- **Directions for this task**:
The reply should consist of the full listing, repeated word for word.

- **Record extracts**:
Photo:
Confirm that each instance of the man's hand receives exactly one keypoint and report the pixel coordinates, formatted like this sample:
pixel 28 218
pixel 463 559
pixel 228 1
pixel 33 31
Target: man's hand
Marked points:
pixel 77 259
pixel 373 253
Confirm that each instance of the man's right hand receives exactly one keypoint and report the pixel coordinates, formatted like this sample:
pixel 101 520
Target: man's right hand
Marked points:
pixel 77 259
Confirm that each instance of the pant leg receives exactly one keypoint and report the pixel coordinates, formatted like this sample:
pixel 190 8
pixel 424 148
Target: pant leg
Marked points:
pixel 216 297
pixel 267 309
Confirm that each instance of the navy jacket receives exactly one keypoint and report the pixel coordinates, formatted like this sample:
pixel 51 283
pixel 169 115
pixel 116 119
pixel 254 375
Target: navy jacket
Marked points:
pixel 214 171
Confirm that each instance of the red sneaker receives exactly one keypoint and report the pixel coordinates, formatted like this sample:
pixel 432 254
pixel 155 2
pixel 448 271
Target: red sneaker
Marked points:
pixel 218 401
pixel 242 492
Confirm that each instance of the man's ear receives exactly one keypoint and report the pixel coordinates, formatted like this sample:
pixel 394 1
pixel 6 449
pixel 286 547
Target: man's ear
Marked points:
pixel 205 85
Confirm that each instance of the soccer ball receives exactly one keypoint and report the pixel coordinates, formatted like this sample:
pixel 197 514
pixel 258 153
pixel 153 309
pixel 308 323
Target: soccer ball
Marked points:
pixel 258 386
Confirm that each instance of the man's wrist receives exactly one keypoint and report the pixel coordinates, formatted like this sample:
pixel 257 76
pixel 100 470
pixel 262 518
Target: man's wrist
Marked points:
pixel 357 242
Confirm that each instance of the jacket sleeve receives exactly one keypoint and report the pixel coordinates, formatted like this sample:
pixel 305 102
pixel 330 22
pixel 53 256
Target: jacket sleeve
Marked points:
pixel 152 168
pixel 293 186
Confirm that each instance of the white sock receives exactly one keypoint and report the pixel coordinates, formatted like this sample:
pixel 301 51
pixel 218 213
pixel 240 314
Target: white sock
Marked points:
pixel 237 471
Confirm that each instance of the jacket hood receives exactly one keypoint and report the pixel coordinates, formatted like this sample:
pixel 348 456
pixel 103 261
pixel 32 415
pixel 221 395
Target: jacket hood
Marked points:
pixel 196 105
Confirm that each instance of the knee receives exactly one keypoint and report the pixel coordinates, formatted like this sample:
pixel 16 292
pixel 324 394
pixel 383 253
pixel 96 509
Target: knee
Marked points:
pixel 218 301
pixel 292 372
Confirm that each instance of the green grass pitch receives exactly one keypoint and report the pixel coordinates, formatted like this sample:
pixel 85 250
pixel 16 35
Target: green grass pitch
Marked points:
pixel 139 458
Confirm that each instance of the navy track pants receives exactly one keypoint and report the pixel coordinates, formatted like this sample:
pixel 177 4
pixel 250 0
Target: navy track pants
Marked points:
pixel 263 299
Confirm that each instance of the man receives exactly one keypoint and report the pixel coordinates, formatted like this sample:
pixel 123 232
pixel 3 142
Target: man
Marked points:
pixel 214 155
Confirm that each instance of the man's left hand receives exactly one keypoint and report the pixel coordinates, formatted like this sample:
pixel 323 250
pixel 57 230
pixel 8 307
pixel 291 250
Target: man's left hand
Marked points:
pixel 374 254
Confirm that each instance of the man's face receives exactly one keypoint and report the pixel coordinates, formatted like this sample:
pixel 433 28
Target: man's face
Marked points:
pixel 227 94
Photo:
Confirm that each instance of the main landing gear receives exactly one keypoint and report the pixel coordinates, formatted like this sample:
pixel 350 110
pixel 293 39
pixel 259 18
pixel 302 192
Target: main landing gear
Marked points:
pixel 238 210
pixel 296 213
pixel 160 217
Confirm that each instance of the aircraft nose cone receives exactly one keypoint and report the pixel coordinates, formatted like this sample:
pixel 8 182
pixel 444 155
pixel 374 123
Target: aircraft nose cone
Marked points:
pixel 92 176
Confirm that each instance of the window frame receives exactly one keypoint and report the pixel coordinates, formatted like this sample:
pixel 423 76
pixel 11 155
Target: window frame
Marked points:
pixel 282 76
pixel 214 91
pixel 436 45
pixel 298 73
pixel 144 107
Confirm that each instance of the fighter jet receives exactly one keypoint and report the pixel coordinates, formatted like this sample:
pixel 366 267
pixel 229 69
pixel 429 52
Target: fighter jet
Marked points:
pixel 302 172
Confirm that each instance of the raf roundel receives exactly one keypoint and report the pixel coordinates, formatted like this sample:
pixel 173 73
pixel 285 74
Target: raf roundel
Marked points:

- **Solution to this exercise**:
Photo:
Confirm that each instance of the man's hand receives exactly one keypoint and report the pixel coordinates, formatted like this sample:
pixel 28 218
pixel 463 559
pixel 228 1
pixel 33 31
Target: man's hand
Marked points:
pixel 77 259
pixel 373 253
Confirm that each instance of the man's right hand receives exactly one keypoint and report the pixel coordinates, formatted like this sample:
pixel 101 520
Target: man's right hand
Marked points:
pixel 77 259
Confirm that each instance of the pant leg receives exactly one keypoint and report the pixel coordinates, formatted like this sample:
pixel 190 8
pixel 424 148
Target: pant leg
Marked points:
pixel 216 297
pixel 267 309
Confirm that each instance of the navy jacket receives exactly one keypoint and report the pixel coordinates, formatted like this sample:
pixel 51 283
pixel 169 115
pixel 116 119
pixel 254 375
Target: navy jacket
Marked points:
pixel 214 171
Confirm that each instance of the red sneaker receives exactly one keypoint and report the pixel coordinates, formatted like this sample:
pixel 432 254
pixel 155 2
pixel 448 271
Target: red sneaker
Marked points:
pixel 218 401
pixel 242 492
Confirm that each instance of the man's ear receives exactly one keypoint and report the pixel coordinates, formatted like this sample:
pixel 394 1
pixel 6 449
pixel 286 547
Target: man's ear
Marked points:
pixel 205 85
Confirm that each instance of the soccer ball receives exactly one keypoint and report the pixel coordinates, formatted like this sample:
pixel 197 514
pixel 258 153
pixel 153 309
pixel 308 323
Target: soccer ball
Marked points:
pixel 258 386
Confirm that each instance of the man's wrist receives exactly one keypoint and report the pixel coordinates, formatted like this sample:
pixel 257 76
pixel 100 470
pixel 262 518
Target: man's wrist
Marked points:
pixel 357 242
Confirm that each instance of the jacket sleeve receives exactly one keypoint and report the pixel coordinates, formatted like this sample:
pixel 305 102
pixel 330 22
pixel 53 256
Target: jacket sleeve
Marked points:
pixel 152 168
pixel 293 186
Confirm that each instance of the white sock receives exactly one keypoint and report the pixel coordinates, formatted like this sample:
pixel 301 51
pixel 218 213
pixel 240 314
Target: white sock
Marked points:
pixel 237 471
Confirm that each instance of the jacket hood receives exactly one keypoint and report the pixel coordinates, formatted like this sample:
pixel 348 456
pixel 103 261
pixel 32 415
pixel 221 395
Target: jacket hood
Marked points:
pixel 196 105
Confirm that each instance of the knee receives exactly one keypoint and report the pixel coordinates, formatted like this sample:
pixel 16 292
pixel 324 394
pixel 383 253
pixel 96 509
Target: knee
Marked points:
pixel 218 301
pixel 292 372
Confirm that each instance of the green grass pitch receives exactly one keypoint and report the pixel coordinates, formatted like this sample:
pixel 85 250
pixel 16 35
Target: green grass pitch
Marked points:
pixel 139 458
Confirm that each instance of the navy track pants receives exactly one keypoint and report the pixel coordinates, formatted like this sample:
pixel 177 4
pixel 250 0
Target: navy track pants
Marked points:
pixel 263 299
Confirm that each instance of the man receives exactly one keypoint and report the pixel coordinates, formatted like this sample:
pixel 123 232
pixel 3 142
Target: man
Marked points:
pixel 214 155
Confirm that each instance of the man's left hand receives exactly one keypoint and report the pixel coordinates, formatted like this sample:
pixel 323 250
pixel 57 230
pixel 8 307
pixel 291 250
Target: man's left hand
Marked points:
pixel 374 254
Confirm that each instance of the man's face receives exactly one keypoint and report the pixel coordinates, formatted like this sample:
pixel 433 28
Target: man's face
Marked points:
pixel 227 94
Photo:
Confirm that each instance of the main landing gear receives exactly one keypoint and report the pixel coordinates, formatted like this sample:
pixel 350 110
pixel 293 39
pixel 259 18
pixel 302 192
Target: main landing gear
Marked points:
pixel 238 210
pixel 296 213
pixel 160 217
Confirm that each instance of the aircraft nose cone receives exactly one keypoint and report the pixel coordinates, formatted like this sample:
pixel 8 182
pixel 444 155
pixel 374 123
Target: aircraft nose cone
Marked points:
pixel 92 176
Confirm that each instance of the window frame receives exactly one keypoint and report the pixel coordinates, formatted like this sample:
pixel 423 76
pixel 11 155
Target: window frame
Marked points:
pixel 282 76
pixel 214 91
pixel 436 45
pixel 298 73
pixel 144 107
Confirm that each instance of the fighter jet receives exactly one keypoint and report the pixel coordinates, formatted like this sample:
pixel 366 267
pixel 229 69
pixel 429 52
Target: fighter jet
Marked points:
pixel 302 172
Confirm that each instance of the raf roundel receives exactly one keypoint and report the pixel coordinates, formatted like this sample:
pixel 173 73
pixel 285 74
Target: raf roundel
Marked points:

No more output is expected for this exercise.